:: RECORDS FOR THE TASK

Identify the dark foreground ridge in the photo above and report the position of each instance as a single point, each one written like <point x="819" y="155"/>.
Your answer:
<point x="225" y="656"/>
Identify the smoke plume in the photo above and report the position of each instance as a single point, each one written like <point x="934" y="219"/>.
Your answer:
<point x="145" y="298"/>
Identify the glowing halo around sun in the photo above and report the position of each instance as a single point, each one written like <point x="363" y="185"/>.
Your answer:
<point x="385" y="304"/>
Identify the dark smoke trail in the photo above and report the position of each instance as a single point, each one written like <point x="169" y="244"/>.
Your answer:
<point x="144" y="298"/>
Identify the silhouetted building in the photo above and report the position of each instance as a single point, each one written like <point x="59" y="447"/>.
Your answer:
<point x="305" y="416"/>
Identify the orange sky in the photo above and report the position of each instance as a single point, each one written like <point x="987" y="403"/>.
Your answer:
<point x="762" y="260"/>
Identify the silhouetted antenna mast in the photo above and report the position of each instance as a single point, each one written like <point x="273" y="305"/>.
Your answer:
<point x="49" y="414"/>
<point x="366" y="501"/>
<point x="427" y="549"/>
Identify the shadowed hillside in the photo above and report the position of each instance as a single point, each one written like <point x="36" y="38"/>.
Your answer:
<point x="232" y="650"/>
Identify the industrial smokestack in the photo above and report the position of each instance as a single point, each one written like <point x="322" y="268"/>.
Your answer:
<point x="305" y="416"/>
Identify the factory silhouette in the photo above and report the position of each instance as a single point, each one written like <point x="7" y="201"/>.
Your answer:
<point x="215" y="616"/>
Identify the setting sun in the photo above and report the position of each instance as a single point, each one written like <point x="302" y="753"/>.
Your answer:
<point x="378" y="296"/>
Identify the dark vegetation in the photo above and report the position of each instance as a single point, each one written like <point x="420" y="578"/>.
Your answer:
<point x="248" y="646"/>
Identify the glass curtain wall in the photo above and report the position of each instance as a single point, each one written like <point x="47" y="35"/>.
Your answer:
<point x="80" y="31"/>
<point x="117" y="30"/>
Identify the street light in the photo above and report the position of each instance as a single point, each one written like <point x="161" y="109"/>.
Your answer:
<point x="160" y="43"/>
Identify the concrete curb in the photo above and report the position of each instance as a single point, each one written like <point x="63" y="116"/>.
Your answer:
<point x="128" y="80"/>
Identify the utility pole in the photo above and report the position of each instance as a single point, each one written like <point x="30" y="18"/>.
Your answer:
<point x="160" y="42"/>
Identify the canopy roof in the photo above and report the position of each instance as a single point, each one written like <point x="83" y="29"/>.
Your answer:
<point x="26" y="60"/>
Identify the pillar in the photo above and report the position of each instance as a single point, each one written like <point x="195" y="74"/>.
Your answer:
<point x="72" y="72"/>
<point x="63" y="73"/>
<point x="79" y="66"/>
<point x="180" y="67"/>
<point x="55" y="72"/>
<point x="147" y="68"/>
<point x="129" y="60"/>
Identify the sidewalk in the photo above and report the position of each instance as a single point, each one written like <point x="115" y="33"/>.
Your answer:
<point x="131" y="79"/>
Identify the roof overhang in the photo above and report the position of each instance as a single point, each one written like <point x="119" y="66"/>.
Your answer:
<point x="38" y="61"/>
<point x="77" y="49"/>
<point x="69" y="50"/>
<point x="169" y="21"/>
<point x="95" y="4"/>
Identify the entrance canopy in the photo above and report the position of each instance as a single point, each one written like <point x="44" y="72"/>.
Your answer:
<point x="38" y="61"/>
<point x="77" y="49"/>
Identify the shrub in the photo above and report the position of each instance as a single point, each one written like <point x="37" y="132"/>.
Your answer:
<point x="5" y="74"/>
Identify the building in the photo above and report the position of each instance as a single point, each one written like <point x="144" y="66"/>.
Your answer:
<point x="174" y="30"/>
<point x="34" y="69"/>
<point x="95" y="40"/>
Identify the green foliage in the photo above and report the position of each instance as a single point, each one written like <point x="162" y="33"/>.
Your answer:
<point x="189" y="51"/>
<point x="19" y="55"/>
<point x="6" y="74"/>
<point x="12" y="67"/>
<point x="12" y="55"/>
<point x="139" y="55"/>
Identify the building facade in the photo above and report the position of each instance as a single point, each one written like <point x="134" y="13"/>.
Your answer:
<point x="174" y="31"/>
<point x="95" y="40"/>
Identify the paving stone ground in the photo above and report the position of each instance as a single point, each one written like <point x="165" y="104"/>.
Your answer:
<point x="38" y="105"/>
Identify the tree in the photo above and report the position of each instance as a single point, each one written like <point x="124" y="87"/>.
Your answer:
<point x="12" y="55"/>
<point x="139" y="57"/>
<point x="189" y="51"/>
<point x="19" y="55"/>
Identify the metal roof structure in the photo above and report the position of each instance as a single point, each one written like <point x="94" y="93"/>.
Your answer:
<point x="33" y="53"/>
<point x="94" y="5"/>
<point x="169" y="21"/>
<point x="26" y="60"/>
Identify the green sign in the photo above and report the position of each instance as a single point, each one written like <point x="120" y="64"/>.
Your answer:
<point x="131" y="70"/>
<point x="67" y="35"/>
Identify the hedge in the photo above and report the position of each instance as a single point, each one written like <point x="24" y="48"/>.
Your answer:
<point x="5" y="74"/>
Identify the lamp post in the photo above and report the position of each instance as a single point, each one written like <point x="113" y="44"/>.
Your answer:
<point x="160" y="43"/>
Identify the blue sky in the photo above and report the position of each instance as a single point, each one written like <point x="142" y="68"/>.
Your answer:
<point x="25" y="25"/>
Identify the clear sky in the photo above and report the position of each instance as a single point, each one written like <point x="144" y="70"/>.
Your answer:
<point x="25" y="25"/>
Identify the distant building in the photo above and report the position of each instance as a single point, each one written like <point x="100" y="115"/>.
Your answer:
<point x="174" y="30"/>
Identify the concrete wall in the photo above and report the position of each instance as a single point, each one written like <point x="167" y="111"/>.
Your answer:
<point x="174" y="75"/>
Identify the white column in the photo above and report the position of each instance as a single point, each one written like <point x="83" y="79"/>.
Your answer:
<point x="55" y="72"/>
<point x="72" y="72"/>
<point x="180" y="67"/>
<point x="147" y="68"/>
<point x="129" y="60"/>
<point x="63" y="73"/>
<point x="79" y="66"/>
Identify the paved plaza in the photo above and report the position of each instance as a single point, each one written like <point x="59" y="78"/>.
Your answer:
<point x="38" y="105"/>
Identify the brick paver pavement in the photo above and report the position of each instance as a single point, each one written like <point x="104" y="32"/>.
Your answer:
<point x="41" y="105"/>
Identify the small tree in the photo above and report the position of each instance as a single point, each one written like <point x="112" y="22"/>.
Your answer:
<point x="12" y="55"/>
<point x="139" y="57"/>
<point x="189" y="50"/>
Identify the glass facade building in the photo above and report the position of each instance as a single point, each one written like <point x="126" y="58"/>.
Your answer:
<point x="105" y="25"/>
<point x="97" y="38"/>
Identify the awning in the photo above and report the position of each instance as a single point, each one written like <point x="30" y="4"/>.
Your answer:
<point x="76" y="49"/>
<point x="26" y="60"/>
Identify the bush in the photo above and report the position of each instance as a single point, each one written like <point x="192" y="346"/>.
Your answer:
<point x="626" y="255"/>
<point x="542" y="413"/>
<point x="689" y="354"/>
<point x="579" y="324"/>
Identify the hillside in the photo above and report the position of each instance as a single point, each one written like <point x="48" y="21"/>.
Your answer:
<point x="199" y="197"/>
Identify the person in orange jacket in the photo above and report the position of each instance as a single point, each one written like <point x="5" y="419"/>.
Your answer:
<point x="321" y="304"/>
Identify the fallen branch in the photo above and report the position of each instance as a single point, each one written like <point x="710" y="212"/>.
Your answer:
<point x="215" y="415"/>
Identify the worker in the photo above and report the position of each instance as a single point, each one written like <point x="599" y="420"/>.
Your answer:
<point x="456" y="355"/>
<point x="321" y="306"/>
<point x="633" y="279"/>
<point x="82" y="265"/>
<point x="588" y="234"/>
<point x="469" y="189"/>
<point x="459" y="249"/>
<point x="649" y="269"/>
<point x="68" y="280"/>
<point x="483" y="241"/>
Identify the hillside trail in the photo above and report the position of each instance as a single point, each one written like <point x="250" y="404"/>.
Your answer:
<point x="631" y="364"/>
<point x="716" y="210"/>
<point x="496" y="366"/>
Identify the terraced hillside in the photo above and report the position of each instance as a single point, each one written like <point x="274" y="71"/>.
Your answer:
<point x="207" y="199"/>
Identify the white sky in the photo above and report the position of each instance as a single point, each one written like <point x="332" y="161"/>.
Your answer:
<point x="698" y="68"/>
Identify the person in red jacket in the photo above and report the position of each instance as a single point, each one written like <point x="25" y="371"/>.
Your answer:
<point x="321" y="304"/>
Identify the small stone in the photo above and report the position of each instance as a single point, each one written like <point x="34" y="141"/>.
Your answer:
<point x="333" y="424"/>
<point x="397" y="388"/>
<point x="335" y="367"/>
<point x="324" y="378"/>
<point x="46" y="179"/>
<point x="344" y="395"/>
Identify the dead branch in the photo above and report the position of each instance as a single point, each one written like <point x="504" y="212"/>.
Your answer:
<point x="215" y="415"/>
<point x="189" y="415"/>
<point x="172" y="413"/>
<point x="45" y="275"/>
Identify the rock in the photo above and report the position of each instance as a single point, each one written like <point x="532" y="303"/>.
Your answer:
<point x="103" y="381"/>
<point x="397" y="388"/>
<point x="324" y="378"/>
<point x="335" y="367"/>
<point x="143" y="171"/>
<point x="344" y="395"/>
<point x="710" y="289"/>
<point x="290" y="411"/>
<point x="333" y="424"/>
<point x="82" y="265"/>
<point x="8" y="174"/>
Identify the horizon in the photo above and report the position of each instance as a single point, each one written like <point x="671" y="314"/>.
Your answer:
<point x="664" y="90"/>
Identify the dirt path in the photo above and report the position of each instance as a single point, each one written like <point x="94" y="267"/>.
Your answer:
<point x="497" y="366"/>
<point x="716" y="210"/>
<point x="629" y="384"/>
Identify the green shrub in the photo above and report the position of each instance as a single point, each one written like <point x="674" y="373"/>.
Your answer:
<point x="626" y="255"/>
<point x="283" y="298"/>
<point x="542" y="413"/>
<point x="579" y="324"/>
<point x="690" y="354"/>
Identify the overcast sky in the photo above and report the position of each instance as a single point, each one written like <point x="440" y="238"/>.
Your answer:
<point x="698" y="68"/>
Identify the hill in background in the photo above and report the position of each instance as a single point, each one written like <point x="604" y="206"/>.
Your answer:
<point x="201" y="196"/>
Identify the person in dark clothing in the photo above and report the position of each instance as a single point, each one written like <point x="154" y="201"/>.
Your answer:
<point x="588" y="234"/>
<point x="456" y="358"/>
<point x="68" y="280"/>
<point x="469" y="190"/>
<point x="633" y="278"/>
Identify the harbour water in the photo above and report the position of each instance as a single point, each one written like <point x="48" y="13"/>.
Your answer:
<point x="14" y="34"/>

::::

PROMPT ->
Quote exactly the line containing "Identify the person in dark" and every later line through the end of the listing, and no other lines.

SOLUTION TO THIS PROBLEM ->
Identify the person in dark clothing in the photo above and report the position of each instance as a single point, each one written like <point x="154" y="201"/>.
Your answer:
<point x="588" y="234"/>
<point x="456" y="358"/>
<point x="68" y="280"/>
<point x="469" y="190"/>
<point x="633" y="278"/>
Identify the harbour water in the photo above and report the position of each instance as a single point, each one written like <point x="48" y="13"/>.
Your answer:
<point x="14" y="34"/>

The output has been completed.